**WHAT IS NEEDED:**
The data must be returned in full and exactly as given.

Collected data
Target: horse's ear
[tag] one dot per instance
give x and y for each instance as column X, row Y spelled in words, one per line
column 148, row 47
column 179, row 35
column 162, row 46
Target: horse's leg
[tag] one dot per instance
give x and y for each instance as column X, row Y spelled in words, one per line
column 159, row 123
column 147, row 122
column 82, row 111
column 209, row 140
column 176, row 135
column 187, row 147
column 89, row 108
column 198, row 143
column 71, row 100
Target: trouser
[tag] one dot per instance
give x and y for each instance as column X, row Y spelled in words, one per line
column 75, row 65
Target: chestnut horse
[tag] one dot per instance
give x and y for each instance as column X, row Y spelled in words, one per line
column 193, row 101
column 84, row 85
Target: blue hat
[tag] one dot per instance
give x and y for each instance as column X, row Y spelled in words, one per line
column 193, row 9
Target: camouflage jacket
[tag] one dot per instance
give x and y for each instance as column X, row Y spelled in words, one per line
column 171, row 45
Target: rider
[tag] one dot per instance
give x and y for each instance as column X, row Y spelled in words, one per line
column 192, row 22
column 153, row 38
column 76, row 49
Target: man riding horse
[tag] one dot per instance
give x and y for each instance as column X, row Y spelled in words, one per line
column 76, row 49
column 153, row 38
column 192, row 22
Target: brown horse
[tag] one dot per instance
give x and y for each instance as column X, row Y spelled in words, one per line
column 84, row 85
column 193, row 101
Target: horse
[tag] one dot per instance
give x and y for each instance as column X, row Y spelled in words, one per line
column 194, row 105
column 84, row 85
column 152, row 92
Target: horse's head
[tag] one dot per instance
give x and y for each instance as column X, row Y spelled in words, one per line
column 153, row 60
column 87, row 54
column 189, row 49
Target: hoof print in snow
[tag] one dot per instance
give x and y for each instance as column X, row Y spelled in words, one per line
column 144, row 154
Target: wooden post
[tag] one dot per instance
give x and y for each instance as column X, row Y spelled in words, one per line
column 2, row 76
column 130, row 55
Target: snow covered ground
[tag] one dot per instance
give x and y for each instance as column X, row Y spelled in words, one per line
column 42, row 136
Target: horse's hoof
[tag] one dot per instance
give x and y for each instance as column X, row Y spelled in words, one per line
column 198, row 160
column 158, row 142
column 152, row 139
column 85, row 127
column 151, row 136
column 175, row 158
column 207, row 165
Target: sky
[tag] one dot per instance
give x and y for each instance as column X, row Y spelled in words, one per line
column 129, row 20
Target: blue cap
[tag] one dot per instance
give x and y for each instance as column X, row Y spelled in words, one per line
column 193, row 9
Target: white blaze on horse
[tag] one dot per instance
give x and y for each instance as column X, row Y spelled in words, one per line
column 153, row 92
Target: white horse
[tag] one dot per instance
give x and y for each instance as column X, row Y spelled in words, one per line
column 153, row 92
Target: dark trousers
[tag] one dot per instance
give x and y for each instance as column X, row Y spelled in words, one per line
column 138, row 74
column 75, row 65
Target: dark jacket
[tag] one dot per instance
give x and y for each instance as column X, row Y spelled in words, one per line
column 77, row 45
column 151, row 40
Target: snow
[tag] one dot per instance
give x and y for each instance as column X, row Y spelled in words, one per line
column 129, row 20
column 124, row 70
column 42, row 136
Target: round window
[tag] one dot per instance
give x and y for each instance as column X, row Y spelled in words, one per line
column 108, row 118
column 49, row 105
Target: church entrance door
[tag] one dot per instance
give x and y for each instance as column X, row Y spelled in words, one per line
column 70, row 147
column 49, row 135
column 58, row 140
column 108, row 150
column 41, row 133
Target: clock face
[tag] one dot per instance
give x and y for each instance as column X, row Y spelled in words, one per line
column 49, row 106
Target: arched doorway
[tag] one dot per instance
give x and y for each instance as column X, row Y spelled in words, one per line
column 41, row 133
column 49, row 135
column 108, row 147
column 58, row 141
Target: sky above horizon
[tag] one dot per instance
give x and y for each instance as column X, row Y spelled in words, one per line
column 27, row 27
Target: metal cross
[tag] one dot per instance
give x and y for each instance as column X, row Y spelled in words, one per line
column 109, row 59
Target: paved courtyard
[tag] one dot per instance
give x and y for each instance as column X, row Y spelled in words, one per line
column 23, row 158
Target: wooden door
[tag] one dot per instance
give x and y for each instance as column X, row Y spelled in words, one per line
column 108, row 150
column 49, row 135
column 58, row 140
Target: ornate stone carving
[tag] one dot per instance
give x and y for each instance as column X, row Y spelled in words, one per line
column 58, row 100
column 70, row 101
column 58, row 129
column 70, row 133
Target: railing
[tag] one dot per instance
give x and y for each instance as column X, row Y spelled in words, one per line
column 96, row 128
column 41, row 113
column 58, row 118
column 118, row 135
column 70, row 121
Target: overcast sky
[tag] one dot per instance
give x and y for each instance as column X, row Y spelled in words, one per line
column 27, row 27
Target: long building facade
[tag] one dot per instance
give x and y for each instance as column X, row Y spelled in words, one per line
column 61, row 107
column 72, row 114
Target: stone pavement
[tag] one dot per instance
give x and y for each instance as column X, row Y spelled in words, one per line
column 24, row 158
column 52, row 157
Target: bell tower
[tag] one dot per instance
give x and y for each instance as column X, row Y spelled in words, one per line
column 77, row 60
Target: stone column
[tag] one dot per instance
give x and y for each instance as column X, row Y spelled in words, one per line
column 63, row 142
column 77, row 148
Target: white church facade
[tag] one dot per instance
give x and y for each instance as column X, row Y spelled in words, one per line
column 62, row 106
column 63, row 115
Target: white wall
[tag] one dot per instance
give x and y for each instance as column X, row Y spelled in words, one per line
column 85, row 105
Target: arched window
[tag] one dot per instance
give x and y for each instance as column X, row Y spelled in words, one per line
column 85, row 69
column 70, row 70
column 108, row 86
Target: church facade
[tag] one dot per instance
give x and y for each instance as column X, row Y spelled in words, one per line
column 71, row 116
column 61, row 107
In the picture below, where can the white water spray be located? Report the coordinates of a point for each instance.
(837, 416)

**YOUR SOLUTION:**
Target: horse's ear
[tag] one dot per instance
give x and y for each instance as column X, row Y spelled in words, one per line
column 148, row 47
column 179, row 35
column 162, row 46
Target: horse's leg
[tag] one dot per instance
give x and y for each instance as column X, row Y spelled in words, one per line
column 159, row 123
column 147, row 122
column 82, row 111
column 209, row 140
column 176, row 135
column 187, row 147
column 89, row 108
column 198, row 143
column 71, row 100
Target: trouser
[tag] one dot per instance
give x and y for each instance as column X, row Y spelled in words, one per line
column 75, row 65
Target: chestnut horse
[tag] one dot per instance
give x and y for each instance as column X, row Y spelled in words, one per line
column 193, row 101
column 84, row 85
Target: blue hat
[tag] one dot per instance
give x and y for each instance as column X, row Y spelled in words, one per line
column 193, row 9
Target: camouflage jacket
[tag] one dot per instance
give x and y for each instance as column X, row Y spelled in words, one per line
column 171, row 45
Target: rider
[tag] one dot per instance
give x and y for each instance as column X, row Y spelled in words, one per line
column 192, row 22
column 153, row 38
column 76, row 49
Target: man riding horse
[tag] one dot per instance
give x and y for each instance as column X, row Y spelled in words, one per line
column 76, row 49
column 153, row 38
column 192, row 22
Target: brown horse
[tag] one dot per instance
give x and y for each instance as column X, row Y spelled in words, one per line
column 84, row 85
column 193, row 101
Target: horse
[tag] one dot per instance
give x and y for each instance as column X, row Y spelled in words, one per line
column 194, row 105
column 84, row 85
column 152, row 92
Target: horse's head
[tag] one dot per instance
give x and y for each instance as column X, row Y spelled in words, one per line
column 153, row 60
column 87, row 54
column 189, row 49
Target: hoof print in snow
[tag] one dot per instance
give x and y for each instance as column X, row Y spelled in words, one per line
column 144, row 154
Target: wooden post
[tag] one dot per instance
give x and y for each instance as column X, row Y spelled in words, one per line
column 2, row 76
column 130, row 55
Target: snow covered ground
[tag] one dot per instance
give x and y for each instance as column X, row Y spelled in words, one per line
column 42, row 136
Target: horse's hoof
[tag] one dot per instance
give x and y for each instance as column X, row Y spelled in words, one per line
column 198, row 160
column 158, row 142
column 152, row 139
column 85, row 127
column 151, row 136
column 175, row 158
column 207, row 165
Target: sky
[tag] one dot per instance
give x and y for each instance as column X, row Y spelled in words, one per line
column 129, row 20
Target: blue cap
[tag] one dot per instance
give x and y for each instance as column X, row Y spelled in words, one per line
column 193, row 9
Target: white blaze on horse
[tag] one dot per instance
give x and y for each instance as column X, row Y spelled in words, one per line
column 153, row 92
Target: white horse
[tag] one dot per instance
give x and y for each instance as column X, row Y spelled in words, one per line
column 153, row 92
Target: dark trousers
[tag] one dot per instance
give x and y for each instance as column X, row Y spelled in words, one per line
column 138, row 74
column 75, row 65
Target: dark jacket
[tag] one dot per instance
give x and y for each instance as column X, row Y spelled in words, one per line
column 77, row 45
column 151, row 40
Target: snow
[tag] one dot per instance
give x and y for each instance as column X, row Y spelled in words, one per line
column 129, row 20
column 124, row 70
column 42, row 136
Target: round window
[tag] one dot per instance
give x and y for each instance as column X, row Y spelled in words, one per line
column 108, row 118
column 49, row 105
Target: church entrance door
[tag] one dot per instance
give x and y for each instance as column X, row Y spelled in words, one per line
column 70, row 147
column 49, row 135
column 58, row 140
column 108, row 150
column 41, row 133
Target: clock face
[tag] one dot per instance
give x and y for each instance as column X, row Y spelled in words, one per line
column 49, row 106
Target: arched doorway
[tag] one dot per instance
give x and y for each instance as column X, row Y spelled in words, one per line
column 41, row 133
column 49, row 135
column 108, row 147
column 58, row 141
Target: sky above horizon
[tag] one dot per instance
give x and y for each instance as column X, row Y spelled in words, one per line
column 27, row 27
Target: metal cross
[tag] one dot per instance
give x and y for each instance as column X, row Y spelled in words, one per line
column 109, row 59
Target: paved courtyard
[tag] one dot per instance
give x and y for each instance as column X, row Y spelled in words, one per line
column 23, row 158
Target: wooden door
[tag] one dot per instance
give x and y for each instance as column X, row Y spelled in words, one per line
column 108, row 150
column 49, row 135
column 58, row 140
Target: ornate stone carving
[tag] one dot per instance
give x and y for each instance as column X, row Y spelled in words, one per line
column 58, row 100
column 70, row 101
column 58, row 129
column 70, row 133
Target: railing
[tag] one dot per instance
give x and y for each instance as column X, row Y spelled in words, one per line
column 96, row 128
column 41, row 113
column 58, row 118
column 118, row 135
column 70, row 121
Target: overcast sky
[tag] one dot per instance
give x and y for each instance as column X, row Y spelled in words, one per line
column 27, row 27
Target: long building facade
[tag] one dot per instance
give x and y for each instance as column X, row Y spelled in words, one per line
column 61, row 107
column 72, row 114
Target: stone pavement
[tag] one dot per instance
give x and y for each instance as column X, row Y spelled in words, one per line
column 24, row 158
column 52, row 157
Target: bell tower
[tag] one dot per instance
give x and y for each instance as column X, row Y spelled in words, one per line
column 77, row 60
Target: stone column
[tag] one dot per instance
give x and y for each instance as column X, row Y spelled in words, one per line
column 63, row 142
column 77, row 148
Target: white church facade
[tag] one dot per instance
give x and y for each instance as column X, row Y spelled in words, one per line
column 62, row 106
column 63, row 115
Target: white wall
[tag] one dot per instance
give x and y for each instance as column X, row Y spelled in words, one per line
column 85, row 105
Target: arched window
[tag] one dot per instance
give x and y for each instance as column X, row Y spelled in words, one per line
column 85, row 69
column 70, row 70
column 108, row 86
Target: church facade
[tag] one dot per instance
give x and y for each instance as column X, row Y spelled in words, one per line
column 71, row 116
column 61, row 107
In the picture below, where can the white water spray be located? Report the coordinates of a point for each instance.
(837, 416)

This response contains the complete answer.